Task goal —
In the text on one-hot encoding with scikit-learn, what does the DictVectorizer class do with numerical data?

One-Hot Encoding in Scikit-Learn¶
To perform one-hot encoding we can use scikit-learn
's DictVectorizer
class. To use the class, we have to convert our dataframe into a list of dictionaries. The DictVectorizer class automatically one-hot encodes the categorical data (which needs to be strings) and leaves numerical data untouched.
from sklearn.feature_extraction import DictVectorizer
all_columns = ['Temperature', 'Fuel_Price', 'Unemployment', 'IsHoliday',
'MarkDown']
records = walmart[all_columns].to_dict(orient='records')
encoder = DictVectorizer(sparse=False)
encoded_X = encoder.fit_transform(records)
encoded_X
To get a better sense of the transformed data, we can display it with the column names:
pd.DataFrame(data=encoded_X, columns=encoder.feature_names_)
The numerical variables (fuel price, temperature, and unemployment) are left as numbers. The categorical variables (holidays and markdown) are one-hot encoded. When we use the new matrix of data to fit a linear regression model, we will generate one parameter for each column of the data. Since this data matrix contains eleven columns, the model will have twelve parameters since we fit extra parameter for the intercept term.
Fitting a Model Using the Transformed Data¶
We can now use the encoded_X
variable for linear regression.
clf = LinearRegression()
clf.fit(encoded_X, y)
As promised, we have eleven parameters for the columns and one intercept parameter.
clf.coef_, clf.intercept_
We can compare a few of the predictions from both classifiers to see whether there's a large difference between the two.
walmart[['Weekly_Sales']].assign(
pred_numeric=simple_classifier.predict(X),
pred_both=clf.predict(encoded_X)
)
It appears that both models make very similar predictions. A scatter plot of both sets of predictions confirms this.
plt.scatter(simple_classifier.predict(X), clf.predict(encoded_X))
plt.title('Predictions using all data vs. numerical features only')
plt.xlabel('Predictions using numerical features')
plt.ylabel('Predictions using all features');
Model Diagnosis¶
Why might this be the case? We can examine the parameters that both models learn. The table below shows the weights learned by the classifier that only used numerical variables without one-hot encoding:
# HIDDEN
def clf_params(names, clf):
weights = (
np.append(clf.coef_, clf.intercept_)
)
return pd.DataFrame(weights, names + ['Intercept'])
clf_params(numerical_columns, simple_classifier)
The table below shows the weights learned by the classifier with one-hot encoding.
# HIDDEN
pd.options.display.max_rows = 13
display(clf_params(encoder.feature_names_, clf))
pd.options.display.max_rows = 7
We can see that even when we fit a linear regression model using one-hot encoded columns the weights for fuel price, temperature, and unemployment are very similar to the previous values. All the weights are small in comparison to the intercept term, suggesting that most of the variables are still only slightly correlated with the actual sale amounts. In fact, the model weights for the IsHoliday
variable are so low that it makes nearly no difference in prediction whether the date was a holiday or not. Although some of the MarkDown
weights are rather large, many markdown events only appear a few times in the dataset.

Dataset excerpts —

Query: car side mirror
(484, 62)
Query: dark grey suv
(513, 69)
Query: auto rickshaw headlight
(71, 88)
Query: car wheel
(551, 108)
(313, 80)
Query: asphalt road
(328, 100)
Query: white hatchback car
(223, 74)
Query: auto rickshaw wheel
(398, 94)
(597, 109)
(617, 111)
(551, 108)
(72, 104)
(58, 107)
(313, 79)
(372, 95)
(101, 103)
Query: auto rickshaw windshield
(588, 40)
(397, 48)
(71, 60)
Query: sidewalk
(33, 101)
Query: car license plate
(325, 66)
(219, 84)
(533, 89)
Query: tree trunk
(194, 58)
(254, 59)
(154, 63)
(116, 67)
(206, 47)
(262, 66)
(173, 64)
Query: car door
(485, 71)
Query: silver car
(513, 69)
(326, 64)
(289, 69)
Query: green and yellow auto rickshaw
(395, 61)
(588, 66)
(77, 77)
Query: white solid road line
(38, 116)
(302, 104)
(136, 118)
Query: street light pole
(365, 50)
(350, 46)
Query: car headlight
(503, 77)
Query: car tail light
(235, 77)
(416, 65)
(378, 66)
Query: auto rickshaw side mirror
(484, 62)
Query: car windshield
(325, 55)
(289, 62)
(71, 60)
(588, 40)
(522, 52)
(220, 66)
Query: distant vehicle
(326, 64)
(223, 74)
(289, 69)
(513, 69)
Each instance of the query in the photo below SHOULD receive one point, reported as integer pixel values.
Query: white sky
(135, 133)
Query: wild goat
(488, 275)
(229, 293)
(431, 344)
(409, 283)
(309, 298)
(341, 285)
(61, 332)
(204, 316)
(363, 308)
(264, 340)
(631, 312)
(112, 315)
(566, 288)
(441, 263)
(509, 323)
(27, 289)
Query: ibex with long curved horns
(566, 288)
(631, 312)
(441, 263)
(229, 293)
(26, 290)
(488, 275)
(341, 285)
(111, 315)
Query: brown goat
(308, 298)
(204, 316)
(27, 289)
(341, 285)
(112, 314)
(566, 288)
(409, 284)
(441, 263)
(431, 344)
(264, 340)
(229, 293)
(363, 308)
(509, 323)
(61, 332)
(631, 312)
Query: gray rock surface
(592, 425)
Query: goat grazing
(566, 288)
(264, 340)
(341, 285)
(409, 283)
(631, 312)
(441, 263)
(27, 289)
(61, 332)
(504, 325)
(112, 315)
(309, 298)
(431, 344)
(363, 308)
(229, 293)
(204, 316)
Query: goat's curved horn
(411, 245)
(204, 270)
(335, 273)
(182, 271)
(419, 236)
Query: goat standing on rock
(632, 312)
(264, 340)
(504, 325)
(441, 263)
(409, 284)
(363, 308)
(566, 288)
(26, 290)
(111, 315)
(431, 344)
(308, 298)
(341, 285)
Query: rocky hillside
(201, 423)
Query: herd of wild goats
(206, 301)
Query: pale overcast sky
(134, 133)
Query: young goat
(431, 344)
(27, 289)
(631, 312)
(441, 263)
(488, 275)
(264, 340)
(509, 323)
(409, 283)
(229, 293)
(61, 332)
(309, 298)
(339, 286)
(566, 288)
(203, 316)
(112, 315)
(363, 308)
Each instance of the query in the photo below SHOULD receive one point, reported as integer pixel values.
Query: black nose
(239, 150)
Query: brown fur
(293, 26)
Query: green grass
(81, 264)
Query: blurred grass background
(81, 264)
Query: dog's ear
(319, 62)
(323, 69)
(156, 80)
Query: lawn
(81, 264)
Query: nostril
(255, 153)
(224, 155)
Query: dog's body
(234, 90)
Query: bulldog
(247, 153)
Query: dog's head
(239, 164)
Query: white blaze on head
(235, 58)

---

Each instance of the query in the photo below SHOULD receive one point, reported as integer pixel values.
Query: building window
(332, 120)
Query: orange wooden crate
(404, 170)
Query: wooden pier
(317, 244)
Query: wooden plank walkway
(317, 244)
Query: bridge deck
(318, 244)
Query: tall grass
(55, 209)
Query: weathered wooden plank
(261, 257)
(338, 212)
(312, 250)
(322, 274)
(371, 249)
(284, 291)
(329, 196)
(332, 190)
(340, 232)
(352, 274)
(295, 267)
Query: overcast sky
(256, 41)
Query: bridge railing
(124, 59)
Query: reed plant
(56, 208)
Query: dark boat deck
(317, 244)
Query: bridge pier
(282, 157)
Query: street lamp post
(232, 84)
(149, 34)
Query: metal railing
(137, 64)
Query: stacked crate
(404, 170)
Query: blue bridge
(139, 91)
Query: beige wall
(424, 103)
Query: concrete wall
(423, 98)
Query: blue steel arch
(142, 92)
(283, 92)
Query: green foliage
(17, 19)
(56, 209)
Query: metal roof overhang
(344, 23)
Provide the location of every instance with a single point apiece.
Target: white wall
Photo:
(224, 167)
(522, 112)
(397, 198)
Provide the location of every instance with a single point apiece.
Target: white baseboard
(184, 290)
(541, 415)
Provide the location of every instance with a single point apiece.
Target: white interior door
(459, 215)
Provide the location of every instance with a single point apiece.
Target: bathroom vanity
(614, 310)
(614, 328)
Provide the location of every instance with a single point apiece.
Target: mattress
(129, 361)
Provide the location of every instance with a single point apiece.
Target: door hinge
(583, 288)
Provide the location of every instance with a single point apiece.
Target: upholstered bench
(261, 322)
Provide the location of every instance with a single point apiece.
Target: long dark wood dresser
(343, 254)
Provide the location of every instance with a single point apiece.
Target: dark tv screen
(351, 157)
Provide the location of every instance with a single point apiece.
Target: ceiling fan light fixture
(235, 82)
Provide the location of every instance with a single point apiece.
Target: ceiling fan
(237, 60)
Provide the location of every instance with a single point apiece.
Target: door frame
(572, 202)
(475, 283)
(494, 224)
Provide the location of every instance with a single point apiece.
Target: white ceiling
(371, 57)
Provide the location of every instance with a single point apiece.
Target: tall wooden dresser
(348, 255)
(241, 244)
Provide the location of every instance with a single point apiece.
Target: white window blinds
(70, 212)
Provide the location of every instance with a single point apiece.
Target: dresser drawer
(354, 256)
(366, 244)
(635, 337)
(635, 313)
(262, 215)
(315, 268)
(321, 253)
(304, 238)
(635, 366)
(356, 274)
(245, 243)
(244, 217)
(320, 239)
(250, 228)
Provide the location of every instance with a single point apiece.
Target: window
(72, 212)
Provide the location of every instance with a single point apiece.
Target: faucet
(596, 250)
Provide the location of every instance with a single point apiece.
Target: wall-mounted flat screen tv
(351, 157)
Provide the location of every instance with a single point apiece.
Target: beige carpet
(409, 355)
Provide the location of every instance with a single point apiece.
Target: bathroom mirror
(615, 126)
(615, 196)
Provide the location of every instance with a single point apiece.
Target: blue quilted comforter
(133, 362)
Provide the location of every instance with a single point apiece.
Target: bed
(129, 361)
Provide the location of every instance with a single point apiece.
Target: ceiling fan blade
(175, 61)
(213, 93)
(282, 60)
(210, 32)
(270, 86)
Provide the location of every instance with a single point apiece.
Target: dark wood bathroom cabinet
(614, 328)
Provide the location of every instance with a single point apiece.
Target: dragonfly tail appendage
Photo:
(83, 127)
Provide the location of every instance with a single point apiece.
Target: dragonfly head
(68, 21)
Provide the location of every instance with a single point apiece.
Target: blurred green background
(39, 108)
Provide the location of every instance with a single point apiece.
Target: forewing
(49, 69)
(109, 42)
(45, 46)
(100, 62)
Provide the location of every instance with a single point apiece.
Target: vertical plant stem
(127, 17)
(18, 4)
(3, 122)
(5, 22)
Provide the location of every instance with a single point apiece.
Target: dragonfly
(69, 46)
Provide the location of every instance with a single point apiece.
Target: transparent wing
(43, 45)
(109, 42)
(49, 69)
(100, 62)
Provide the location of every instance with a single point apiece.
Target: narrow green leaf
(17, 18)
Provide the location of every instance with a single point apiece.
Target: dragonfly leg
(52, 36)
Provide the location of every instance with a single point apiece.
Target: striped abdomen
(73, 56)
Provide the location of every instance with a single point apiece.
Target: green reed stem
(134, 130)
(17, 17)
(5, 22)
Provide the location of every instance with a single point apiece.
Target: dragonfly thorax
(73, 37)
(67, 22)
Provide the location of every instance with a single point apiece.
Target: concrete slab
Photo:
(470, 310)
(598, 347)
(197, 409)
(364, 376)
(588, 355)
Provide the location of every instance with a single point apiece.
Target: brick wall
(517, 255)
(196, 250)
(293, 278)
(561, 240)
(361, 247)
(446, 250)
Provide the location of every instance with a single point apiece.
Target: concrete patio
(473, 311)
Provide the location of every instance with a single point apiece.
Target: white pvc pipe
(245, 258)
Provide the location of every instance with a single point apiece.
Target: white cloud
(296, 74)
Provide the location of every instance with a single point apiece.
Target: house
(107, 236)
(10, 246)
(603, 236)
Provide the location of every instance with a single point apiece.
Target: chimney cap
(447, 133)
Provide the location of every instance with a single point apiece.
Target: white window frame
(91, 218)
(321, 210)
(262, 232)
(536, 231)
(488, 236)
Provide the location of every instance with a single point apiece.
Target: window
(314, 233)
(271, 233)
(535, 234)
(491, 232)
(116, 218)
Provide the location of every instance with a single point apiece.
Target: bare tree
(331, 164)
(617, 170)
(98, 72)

Exercise answer —
It leaves numerical data untouched.